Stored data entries
**********
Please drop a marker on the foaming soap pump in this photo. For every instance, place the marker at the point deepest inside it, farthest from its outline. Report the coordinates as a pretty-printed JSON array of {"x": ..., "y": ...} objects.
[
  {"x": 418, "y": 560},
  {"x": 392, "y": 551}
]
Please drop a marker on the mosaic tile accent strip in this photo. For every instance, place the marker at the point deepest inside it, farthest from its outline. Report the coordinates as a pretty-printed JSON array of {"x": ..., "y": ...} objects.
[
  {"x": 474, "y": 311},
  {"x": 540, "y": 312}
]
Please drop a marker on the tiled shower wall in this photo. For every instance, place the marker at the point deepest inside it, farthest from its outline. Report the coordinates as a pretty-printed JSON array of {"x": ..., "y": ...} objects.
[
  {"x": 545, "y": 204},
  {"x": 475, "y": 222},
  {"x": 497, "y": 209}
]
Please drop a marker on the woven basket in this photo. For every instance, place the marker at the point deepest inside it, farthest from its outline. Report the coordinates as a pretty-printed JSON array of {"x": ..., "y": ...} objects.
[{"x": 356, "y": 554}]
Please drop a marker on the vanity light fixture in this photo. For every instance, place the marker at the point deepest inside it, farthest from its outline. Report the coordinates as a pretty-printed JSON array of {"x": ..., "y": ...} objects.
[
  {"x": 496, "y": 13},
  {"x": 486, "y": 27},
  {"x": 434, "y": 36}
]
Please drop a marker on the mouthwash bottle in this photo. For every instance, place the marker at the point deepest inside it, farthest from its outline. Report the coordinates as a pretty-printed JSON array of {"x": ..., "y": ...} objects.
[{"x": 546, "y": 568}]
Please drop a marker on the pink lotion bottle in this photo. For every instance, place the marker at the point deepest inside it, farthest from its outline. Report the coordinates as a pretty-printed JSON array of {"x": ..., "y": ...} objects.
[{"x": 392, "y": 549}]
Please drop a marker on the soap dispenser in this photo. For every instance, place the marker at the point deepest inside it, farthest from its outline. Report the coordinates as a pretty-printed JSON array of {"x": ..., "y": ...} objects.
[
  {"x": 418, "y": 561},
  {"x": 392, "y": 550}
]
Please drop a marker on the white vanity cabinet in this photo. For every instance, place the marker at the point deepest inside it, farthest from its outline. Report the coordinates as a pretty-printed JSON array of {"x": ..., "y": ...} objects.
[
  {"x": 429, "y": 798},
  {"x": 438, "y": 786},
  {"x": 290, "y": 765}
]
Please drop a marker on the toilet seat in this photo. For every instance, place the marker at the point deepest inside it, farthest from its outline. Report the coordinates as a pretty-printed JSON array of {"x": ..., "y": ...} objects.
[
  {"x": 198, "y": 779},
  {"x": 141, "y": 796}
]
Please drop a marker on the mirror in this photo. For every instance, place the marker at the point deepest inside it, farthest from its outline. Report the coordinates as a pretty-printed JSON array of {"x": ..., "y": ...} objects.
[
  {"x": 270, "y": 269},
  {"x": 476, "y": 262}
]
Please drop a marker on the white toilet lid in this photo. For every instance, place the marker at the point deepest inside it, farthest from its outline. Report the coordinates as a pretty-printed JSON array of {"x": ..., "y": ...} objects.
**********
— WHAT IS REQUIRED —
Your reply should match the data above exactly, line for line.

— TASK SOLUTION —
Please drop a marker on the foaming soap pump in this photo. For every instance, place the marker at the point deepest inside it, farthest from its outline. Report the coordinates as a pretty-printed JSON array of {"x": ..., "y": ...} objects.
[
  {"x": 418, "y": 560},
  {"x": 392, "y": 551}
]
Please drop a marker on the mosaic tile accent strip in this photo. For every instance, place the marker at the point deepest inside it, farthest from its outline. Report the coordinates as a pretty-printed JSON array of {"x": ..., "y": ...} objects.
[
  {"x": 474, "y": 311},
  {"x": 540, "y": 312}
]
Please drop a marker on the tiled shower wall in this photo. For every instance, place the marker at the point deepest inside it, farthest from its outline. Report the coordinates as a pretty-printed JSON array of {"x": ..., "y": ...} objects.
[
  {"x": 545, "y": 204},
  {"x": 475, "y": 222},
  {"x": 497, "y": 209}
]
Please drop a marker on the woven basket in this photo. For every instance, place the marker at the point deepest inside it, farthest from its outline. Report the coordinates as a pretty-printed JSON array of {"x": ..., "y": ...} objects.
[{"x": 356, "y": 554}]
Please drop a marker on the vanity light fixture in this photo. For every instance, place the marker at the point deepest inside it, farthest from its outline. Report the coordinates as a pretty-printed JSON array of {"x": ..., "y": ...} objects.
[
  {"x": 496, "y": 13},
  {"x": 486, "y": 27},
  {"x": 434, "y": 36}
]
Please drop a marker on the mouthwash bottle in this photo. For every instance, place the marker at the point deepest inside it, farthest from its outline. Report the coordinates as a pretty-printed JSON array of {"x": ..., "y": ...} objects.
[{"x": 546, "y": 568}]
Please drop a marker on the pink lotion bottle in this photo. For every instance, place the marker at the point deepest inside it, farthest from its outline. Report the coordinates as a pretty-printed JSON array of {"x": ..., "y": ...} objects.
[{"x": 392, "y": 549}]
Please drop a marker on the soap dispenser in this photo. For every instance, place the marker at the point deepest inside it, farthest from its outline. Report the coordinates as a pretty-printed JSON array of {"x": ..., "y": ...} objects.
[
  {"x": 418, "y": 561},
  {"x": 392, "y": 550}
]
Please drop a marker on the white vanity cabinet in this photo. For every instance, place the marker at the point deepest inside it, farthest from its outline. Report the coordinates as a pretty-printed JSON array of {"x": ..., "y": ...} objects.
[
  {"x": 429, "y": 798},
  {"x": 438, "y": 786},
  {"x": 290, "y": 765}
]
Please drop a marker on the toilet seat in this photo. For every instance, place the marker at the point deepest inside it, farthest from its outline. Report the coordinates as a pretty-printed JSON array of {"x": ..., "y": ...} objects.
[
  {"x": 198, "y": 779},
  {"x": 141, "y": 796}
]
Please drop a marker on the mirror in this photo. For every instance, place the marker at the point deepest inside it, farthest from its outline. Report the coordinates as a pretty-printed JSON array of {"x": ..., "y": ...} objects.
[
  {"x": 270, "y": 269},
  {"x": 476, "y": 262}
]
Please drop a marker on the white toilet lid in this photo. For every instance, place the marker at the point deepest inside it, farthest from its outline. Report the coordinates as a pretty-printed JSON array of {"x": ..., "y": ...} objects.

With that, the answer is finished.